* **SELECTED TEXT**:

If you've got a lot of chips in front of you, somewhere across the table, someone you know has lost them. You've got to be able to look them in the eye and accept that, even as you have to look them in the eye and accept it when they've got the chipstack and you're the one on your uppers.
Back in 2000, a pal and me decided to find out could we make a living as professional gamblers. Not at poker, but by punting on sports mainly. We reckoned we knew as much about the games as the odds layers, and had a good eye for a decent bet.
We kept detailed and accurate accounts of all bets for a year exactly. At the end of it all, I was up about six hundred quid, my pal back around four hundred. We'd actually done the bookies out of a grand in cash!
However, when I worked out the hourly rate of income, ie how many hours had I spent reading, researching and thinking about my bets that it had taken to make that six hundred quid, it soon became apparent that gambling would never replace going out and earning a living.
Then a couple of years afterwards, I was in a pub in Rathmines, (South Dublin for the uninitiated), and met a bloke who worked as an odds setter for one of the big bookmaking firms. He told me, in tedious detail, about the form, home life and personal circumstances of even youth team members of Irish football teams.
He had to know that detail in order to set the odds, and he wasn't the only one employed in that capacity. A few times a week, he and his peers would gather and argue the toss over every soccer and GAA game, discussing likelihoods of certain players taking the pitch and so on.
It quickly became apparent that I'd never know as much about the games I had a punt on as the guys laying the odds. In other words, I'd been pretty damn lucky back in 2000.
So it seems to me, having been both sides of the table and lived through it without losing my shirt, that gambling is a mug's game. I'll still go out and stick a few quid on a football game that I'm attending or watching on telly, just to heighten the interest as it were.
But I've long dispensed with ideas of making money out of the passtime. I never frequent card clubs or casinos now, don't play any poker, and crucially I bet buttons rather than serious amounts of money.

* **APPLY WHAT YOU READ**:
1. Repeat a part of the gambling piece word for word, beginning at the words "We kept detailed" and stopping after "earning a living.".
2. Go on with the piece about gambling from where it stops.
The data after this piece about gambling comes from another source.

* **DATA TO EXAMINE**:
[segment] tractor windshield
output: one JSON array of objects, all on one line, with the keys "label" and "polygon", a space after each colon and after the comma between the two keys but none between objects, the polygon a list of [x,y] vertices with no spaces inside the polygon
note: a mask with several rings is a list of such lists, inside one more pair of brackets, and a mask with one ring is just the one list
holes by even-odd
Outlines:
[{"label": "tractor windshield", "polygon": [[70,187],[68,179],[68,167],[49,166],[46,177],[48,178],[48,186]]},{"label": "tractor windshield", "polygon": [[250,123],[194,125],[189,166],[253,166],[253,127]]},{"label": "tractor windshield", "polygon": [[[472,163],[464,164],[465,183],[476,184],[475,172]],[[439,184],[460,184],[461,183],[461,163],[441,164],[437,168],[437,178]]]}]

* **RESULTS BY TASK**:
1.
We kept detailed and accurate accounts of all bets for a year exactly. At the end of it all, I was up about six hundred quid, my pal back around four hundred. We'd actually done the bookies out of a grand in cash!
However, when I worked out the hourly rate of income, ie how many hours had I spent reading, researching and thinking about my bets that it had taken to make that six hundred quid, it soon became apparent that gambling would never replace going out and earning a living.

2.
I view stories of people suffering from gambling problems with dismay. Medical research shows that gambling is as potent an addiction as cocaine. I consider the development of 'super-casinos' in Britain as short-termist and highly dangerous. I'm very concerned about the proliferation of card clubs and online gambling in Ireland.
But I wouldn't ban it. It's unbannable. Gambling would only go underground, back to the shady criminal class who once oversaw all punting. Instead, I place my few quid on the odd game or event I have an interest in anyway, and permit lady luck to do her best and worst, safe in the knowledge that the rent is never at risk.
If only everyone could obtain the same perspective on gambling, I'd feel a lot better about giving money to and taking money from the bookies.
People sometimes ask me for tips, as if I have any great insight into the wheel of fortune from having spun it professionally for a while. I don't generally offer any, because I don't want to be anyone's enabler.
But just this once, I'll mention a bet I've placed. I think the odds are good, and I think it could come off. But if it doesn't, please don't blame me. And whatever you do, don't chase your losses if it or any other bet you place loses.
The SDLP are being priced at 2/1 to retain their 18 seats in the Stormont Assembly elections this week. I think those are generous odds. I've put some pin money where my mouth is. We'll know on Thursday if I'm up or down. But either way, it's just a bit of fun.
After Thursday, when the results are all in and the parties sit down to decide whether to go into power sharing again or not, that's when the serious business begins. And if ever there was some future event I'd love to influence, it's that one, not any bet I've ever made.